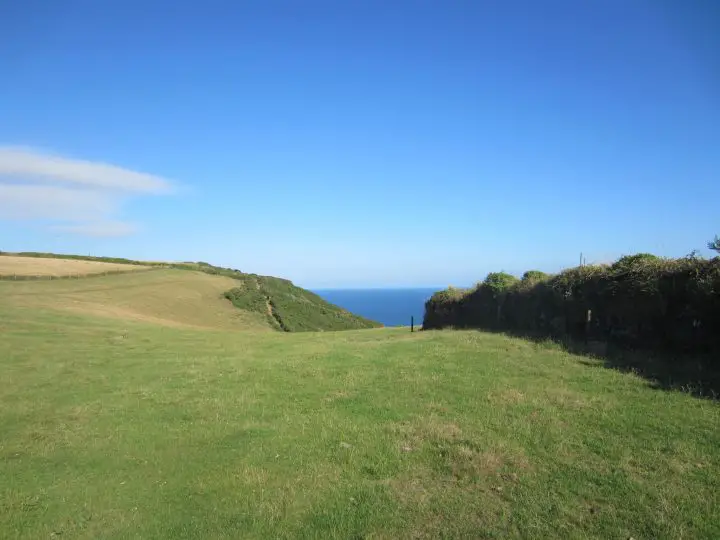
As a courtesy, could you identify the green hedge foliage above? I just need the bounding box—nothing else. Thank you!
[423,253,720,351]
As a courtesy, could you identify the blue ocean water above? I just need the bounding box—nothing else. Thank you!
[313,288,439,326]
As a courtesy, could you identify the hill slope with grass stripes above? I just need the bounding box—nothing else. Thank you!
[0,253,380,332]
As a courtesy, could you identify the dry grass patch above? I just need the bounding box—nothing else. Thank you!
[0,256,151,277]
[0,268,271,331]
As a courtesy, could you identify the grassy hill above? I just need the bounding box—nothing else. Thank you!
[0,282,720,539]
[0,252,380,332]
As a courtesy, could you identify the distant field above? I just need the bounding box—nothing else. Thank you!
[0,284,720,540]
[0,255,148,277]
[0,268,271,331]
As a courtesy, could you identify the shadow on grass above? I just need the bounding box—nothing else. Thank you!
[479,329,720,399]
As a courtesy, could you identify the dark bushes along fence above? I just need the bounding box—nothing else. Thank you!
[423,254,720,352]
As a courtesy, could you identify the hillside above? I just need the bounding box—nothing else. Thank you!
[0,255,150,279]
[0,302,720,539]
[0,253,380,332]
[0,269,271,331]
[226,275,380,332]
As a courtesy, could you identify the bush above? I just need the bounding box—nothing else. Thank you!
[423,253,720,351]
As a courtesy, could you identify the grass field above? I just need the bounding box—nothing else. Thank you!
[0,255,147,276]
[0,268,271,331]
[0,276,720,540]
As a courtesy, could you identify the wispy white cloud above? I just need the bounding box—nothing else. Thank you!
[0,146,173,236]
[0,146,171,193]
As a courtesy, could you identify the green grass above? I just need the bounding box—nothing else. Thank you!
[0,300,720,540]
[0,251,382,332]
[226,274,380,332]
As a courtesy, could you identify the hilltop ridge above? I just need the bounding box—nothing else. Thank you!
[0,252,382,332]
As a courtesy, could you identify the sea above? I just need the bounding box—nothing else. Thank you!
[313,288,440,326]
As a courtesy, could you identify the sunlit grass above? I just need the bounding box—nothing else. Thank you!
[0,302,720,539]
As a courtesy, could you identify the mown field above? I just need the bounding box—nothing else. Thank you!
[0,276,720,540]
[0,255,148,277]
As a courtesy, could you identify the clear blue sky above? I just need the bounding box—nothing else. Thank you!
[0,0,720,287]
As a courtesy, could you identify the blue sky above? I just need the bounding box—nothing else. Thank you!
[0,0,720,287]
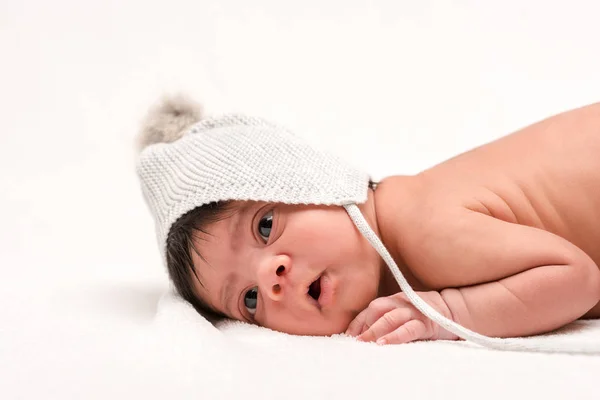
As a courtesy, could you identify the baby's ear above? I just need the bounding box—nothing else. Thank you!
[136,95,202,151]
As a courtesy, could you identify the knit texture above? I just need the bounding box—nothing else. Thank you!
[137,115,369,263]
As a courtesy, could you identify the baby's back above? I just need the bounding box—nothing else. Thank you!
[417,103,600,265]
[375,103,600,316]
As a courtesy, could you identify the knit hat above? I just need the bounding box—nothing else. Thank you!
[137,97,369,262]
[137,97,598,353]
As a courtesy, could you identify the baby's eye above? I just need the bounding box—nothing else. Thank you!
[258,211,273,243]
[244,287,258,315]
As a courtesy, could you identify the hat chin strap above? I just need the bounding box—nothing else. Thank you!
[344,204,600,354]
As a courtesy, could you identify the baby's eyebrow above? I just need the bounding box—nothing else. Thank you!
[219,272,237,316]
[229,203,252,251]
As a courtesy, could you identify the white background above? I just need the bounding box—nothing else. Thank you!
[0,0,600,398]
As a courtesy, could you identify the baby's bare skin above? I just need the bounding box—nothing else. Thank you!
[375,103,600,337]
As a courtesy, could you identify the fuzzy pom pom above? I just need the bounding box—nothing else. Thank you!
[137,95,202,151]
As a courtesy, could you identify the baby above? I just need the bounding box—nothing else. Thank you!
[138,98,600,344]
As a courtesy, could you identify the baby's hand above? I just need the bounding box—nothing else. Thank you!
[346,291,458,344]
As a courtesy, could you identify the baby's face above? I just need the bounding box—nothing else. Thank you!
[192,202,381,335]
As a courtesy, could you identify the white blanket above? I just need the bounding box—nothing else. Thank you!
[0,0,600,400]
[136,294,600,399]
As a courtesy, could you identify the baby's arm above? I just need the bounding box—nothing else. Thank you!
[414,209,600,337]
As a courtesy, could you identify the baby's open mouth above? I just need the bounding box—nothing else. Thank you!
[308,276,321,300]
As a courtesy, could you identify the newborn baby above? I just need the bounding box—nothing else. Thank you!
[138,98,600,344]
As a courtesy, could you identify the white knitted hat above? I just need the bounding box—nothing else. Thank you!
[137,97,369,260]
[137,97,600,354]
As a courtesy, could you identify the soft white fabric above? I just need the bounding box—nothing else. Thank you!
[0,0,600,400]
[146,293,600,399]
[137,115,369,257]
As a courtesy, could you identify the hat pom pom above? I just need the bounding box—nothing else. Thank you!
[137,95,202,151]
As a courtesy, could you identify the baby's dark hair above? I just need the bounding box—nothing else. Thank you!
[166,201,232,317]
[166,181,378,318]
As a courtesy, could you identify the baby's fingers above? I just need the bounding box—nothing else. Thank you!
[358,308,412,342]
[345,308,368,336]
[377,319,427,344]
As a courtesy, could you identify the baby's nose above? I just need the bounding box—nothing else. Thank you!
[261,255,291,301]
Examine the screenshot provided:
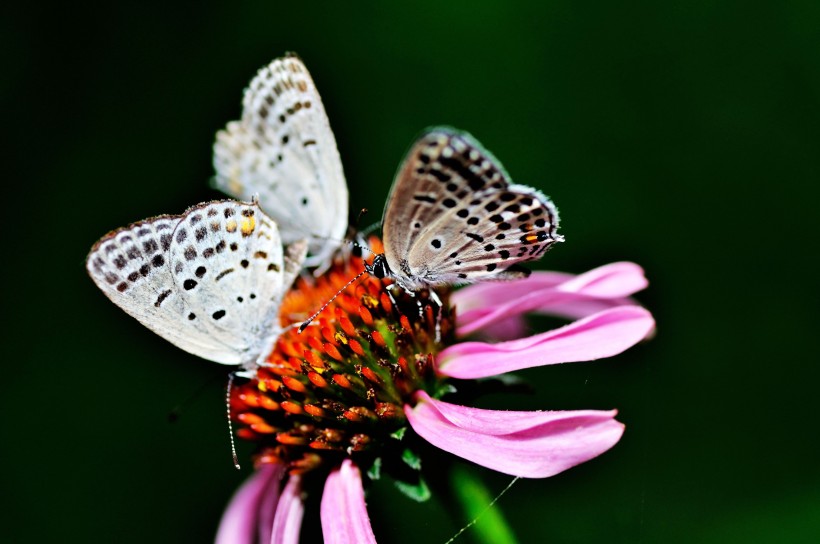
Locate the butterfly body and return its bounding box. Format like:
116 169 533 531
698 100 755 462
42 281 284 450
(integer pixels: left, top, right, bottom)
368 128 563 291
214 54 348 267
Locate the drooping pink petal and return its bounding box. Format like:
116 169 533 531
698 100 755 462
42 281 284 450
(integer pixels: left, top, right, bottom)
451 262 647 338
270 476 305 544
439 306 655 379
321 459 376 544
404 392 624 478
216 464 285 544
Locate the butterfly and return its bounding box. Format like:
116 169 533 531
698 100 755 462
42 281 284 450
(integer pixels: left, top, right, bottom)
214 54 348 269
86 200 307 369
366 127 563 291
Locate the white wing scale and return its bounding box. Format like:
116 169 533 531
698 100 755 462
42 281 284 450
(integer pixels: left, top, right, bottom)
86 201 307 367
214 55 348 266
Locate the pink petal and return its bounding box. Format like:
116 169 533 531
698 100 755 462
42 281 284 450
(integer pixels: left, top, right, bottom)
404 392 624 478
321 459 376 544
216 464 285 544
270 476 305 544
451 262 647 336
439 306 655 379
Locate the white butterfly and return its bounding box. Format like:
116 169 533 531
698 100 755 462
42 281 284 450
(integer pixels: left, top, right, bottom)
86 200 307 369
367 127 563 291
214 54 348 268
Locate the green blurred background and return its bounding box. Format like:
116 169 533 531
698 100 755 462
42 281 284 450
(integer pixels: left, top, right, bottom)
0 0 820 543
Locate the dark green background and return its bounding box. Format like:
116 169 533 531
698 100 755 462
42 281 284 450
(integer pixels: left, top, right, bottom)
0 1 820 543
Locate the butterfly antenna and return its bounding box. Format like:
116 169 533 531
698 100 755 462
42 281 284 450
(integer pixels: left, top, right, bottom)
355 208 367 226
299 270 367 332
444 476 521 544
225 372 240 470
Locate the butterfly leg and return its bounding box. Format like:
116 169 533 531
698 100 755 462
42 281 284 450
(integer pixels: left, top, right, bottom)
427 289 444 344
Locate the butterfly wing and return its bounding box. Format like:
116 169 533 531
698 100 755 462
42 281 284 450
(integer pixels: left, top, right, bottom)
383 128 562 288
214 55 348 266
86 201 305 365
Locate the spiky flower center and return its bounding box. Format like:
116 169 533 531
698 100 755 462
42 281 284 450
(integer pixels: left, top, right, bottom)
231 249 454 473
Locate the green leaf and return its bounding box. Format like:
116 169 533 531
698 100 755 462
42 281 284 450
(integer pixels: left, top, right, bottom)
395 477 431 502
401 449 421 470
367 457 382 481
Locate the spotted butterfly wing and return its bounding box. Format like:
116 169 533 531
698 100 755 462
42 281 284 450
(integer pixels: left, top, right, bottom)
214 55 348 266
382 128 563 289
86 201 307 367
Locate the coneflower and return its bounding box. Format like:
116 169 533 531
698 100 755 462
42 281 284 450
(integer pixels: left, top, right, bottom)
217 248 654 544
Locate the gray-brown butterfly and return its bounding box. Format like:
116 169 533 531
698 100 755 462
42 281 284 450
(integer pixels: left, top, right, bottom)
86 200 307 369
214 54 348 269
367 127 563 291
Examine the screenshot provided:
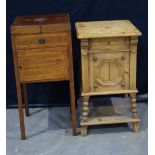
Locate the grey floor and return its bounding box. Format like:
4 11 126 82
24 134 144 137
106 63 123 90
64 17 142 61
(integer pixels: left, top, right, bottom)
6 99 148 155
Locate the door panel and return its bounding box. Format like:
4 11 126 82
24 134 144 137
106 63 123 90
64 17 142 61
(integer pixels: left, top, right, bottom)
89 52 129 92
18 47 69 82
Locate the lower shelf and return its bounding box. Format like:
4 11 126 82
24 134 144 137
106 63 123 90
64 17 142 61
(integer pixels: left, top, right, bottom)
80 116 140 126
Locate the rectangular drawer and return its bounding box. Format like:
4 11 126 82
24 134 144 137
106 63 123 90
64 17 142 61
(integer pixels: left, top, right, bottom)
17 47 69 82
15 32 68 49
89 37 129 53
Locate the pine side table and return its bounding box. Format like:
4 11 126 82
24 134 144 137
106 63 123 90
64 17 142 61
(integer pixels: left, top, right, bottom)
11 13 76 139
76 20 141 136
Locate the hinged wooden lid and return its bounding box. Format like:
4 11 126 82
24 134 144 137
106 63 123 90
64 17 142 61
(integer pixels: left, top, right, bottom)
11 13 70 34
76 20 142 39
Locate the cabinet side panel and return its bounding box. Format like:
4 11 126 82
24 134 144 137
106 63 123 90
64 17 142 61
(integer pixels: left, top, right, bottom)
130 37 138 90
81 39 89 92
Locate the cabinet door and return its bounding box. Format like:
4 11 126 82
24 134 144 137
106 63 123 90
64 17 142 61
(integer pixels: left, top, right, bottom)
89 52 129 92
17 47 69 82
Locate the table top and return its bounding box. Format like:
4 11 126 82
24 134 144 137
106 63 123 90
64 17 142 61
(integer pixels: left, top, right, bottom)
75 20 142 39
11 13 70 34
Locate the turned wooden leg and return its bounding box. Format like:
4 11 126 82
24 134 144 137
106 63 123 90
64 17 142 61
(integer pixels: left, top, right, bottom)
16 82 26 140
81 126 88 137
124 94 129 98
82 96 89 121
23 83 30 117
70 80 76 136
81 96 89 136
130 93 139 132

■ ■ ■ ■ ■ ■ ■

YOUR TASK: Copy the listing word for word, from the line containing "As a courtesy, could you identify the dark" through the line containing "[313,288,440,326]", inclusive.

SOLUTION FOR THIS PROBLEM:
As a courtesy, could you identify the dark bushes along fence above? I just need the bounding box—nothing else. Thank you!
[423,254,720,352]
As a courtesy, could you identify the hillside above? I just need the bounding box—nothing else. Thank you!
[0,255,150,279]
[0,302,720,539]
[0,253,380,332]
[0,269,271,331]
[226,275,380,332]
As a courtesy, could you identify the bush above? I just need the bounding box—nothing else. Thank you!
[423,253,720,351]
As a courtesy, could you identify the grass field above? I just need the bounding box—nothing else. Thank you!
[0,255,147,276]
[0,268,271,331]
[0,276,720,540]
As a courtesy, could you identify the wispy white cloud above? I just need the bounding box—nothing else. Thank you!
[0,146,173,236]
[0,146,171,193]
As a courtesy, could you identify the green grass above? I just need the bounding box—nothing else. Thank you!
[0,300,720,540]
[0,251,382,332]
[226,274,380,332]
As a courtesy, could you identify the hilltop ridge above? I just need the bounding box—nothing else. Thank you!
[0,252,382,332]
As a courtesy, could you identify the sea above? I just need the bounding box—nothing else. Thank you!
[313,288,440,326]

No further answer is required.